In the denotational semantics community it was long ago decided that real programming languages are too messy and too much of moving targets for serious theoretical research. As a result, the most popular language is known as Idealised Algol which is a simplified and cleaned-up version of Algol-60 (I'm told Algol-W is the closest implementation).
Now that Perl 6 has a rich operator definition system*, we can look forward to Idealised Perl (IP). IP would be a version of Perl stripped down to only the necessary syntactic building-blocks. Even if much of Perl 6 were implemented in C, it'd be possible to define all the syntax in terms of IP. If you're writing code for maintainability instead of prototyping, using IP as much as possible will ensure a smaller learning curve for non-gurus. IP will be simple enough to actually allow teaching Perl in universities.
IP could be the elegant yet expressive language we all (whether we like Perl or not) wish Perl would be.
* This is, IMO, the only really neat and elegant thing to come out of Perl 6 so far. If operators can be defined to the point where most mathematical formulae are executable, Perl will become a revolutionary tool.
I like Perl. I use Perl often. I also know and use a variety of obtuse languages, including wacky ones like Forth, J, and Haskell, plus more traditional languages such as Python, C++, various BASIC derivatives, etc. In short, I'm not an anti-Perl troll. Blind language advocacy is for newbies.
That said, I can't help but think that far too much thought has been put into Perl. One of Perl's real strengths has always been that it wasn't designed up front so much as accreting things have have been proven to work: hashes, formats, regular expressions, dynamic typing, back quoting, evaluation of variables inside strings, and so on. But Perl 6 is getting years of forethought, and all of that forethought is beginning to weigh things down. The old Perl way would have been to say "Look, now we have a simple parameter passing scheme like that one Python, one which has been proven to work." The Perl 6 way is to start with a series of odd little features, then keep modifying them and adding sugar to them until the end result, after a number of iterations of this, ends up being something that looks and works like Python's parameter passing scheme, but takes ten pages of explaining to fully explain,
In short, this is the kind of thinking that begat PL/1 and Ada and other spectacularly complex languages.

> WORK TO BE COMPLETED
Write out, word for word, the part of the Perl commentary that starts at "IP could be" and ends after "a revolutionary tool.".

> EXTRACTED DATA
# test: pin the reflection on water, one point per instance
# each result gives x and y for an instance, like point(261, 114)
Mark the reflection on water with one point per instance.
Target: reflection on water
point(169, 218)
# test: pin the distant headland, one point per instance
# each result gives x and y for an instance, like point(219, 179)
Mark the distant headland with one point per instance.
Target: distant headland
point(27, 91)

...

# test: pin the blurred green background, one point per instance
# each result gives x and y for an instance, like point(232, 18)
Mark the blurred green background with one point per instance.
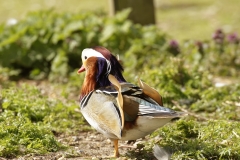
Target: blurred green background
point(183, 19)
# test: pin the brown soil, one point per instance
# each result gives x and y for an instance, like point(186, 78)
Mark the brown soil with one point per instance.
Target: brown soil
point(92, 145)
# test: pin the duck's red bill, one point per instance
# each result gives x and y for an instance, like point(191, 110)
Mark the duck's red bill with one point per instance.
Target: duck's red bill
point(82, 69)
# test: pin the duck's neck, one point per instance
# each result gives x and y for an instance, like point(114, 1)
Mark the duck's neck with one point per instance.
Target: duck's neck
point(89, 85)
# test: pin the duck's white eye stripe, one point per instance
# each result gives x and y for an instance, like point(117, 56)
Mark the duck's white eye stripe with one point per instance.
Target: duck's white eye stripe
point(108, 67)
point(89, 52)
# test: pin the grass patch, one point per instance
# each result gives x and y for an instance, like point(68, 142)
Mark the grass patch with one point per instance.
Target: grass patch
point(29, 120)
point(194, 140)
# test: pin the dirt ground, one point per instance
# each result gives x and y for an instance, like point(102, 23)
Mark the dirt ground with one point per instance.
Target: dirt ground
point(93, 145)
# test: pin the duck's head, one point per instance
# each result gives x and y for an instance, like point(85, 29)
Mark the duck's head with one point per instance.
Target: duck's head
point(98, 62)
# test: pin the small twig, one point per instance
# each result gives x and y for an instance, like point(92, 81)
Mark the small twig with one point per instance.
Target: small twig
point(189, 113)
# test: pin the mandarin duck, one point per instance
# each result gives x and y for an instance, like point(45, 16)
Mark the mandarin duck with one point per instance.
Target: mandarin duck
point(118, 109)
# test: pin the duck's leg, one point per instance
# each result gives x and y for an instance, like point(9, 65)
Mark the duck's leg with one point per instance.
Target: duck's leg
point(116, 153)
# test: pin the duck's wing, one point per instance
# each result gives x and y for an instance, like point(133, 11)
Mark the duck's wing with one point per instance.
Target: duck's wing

> EXPECTED ANSWER
IP could be the elegant yet expressive language we all (whether we like Perl or not) wish Perl would be.
* This is, IMO, the only really neat and elegant thing to come out of Perl 6 so far. If operators can be defined to the point where most mathematical formulae are executable, Perl will become a revolutionary tool.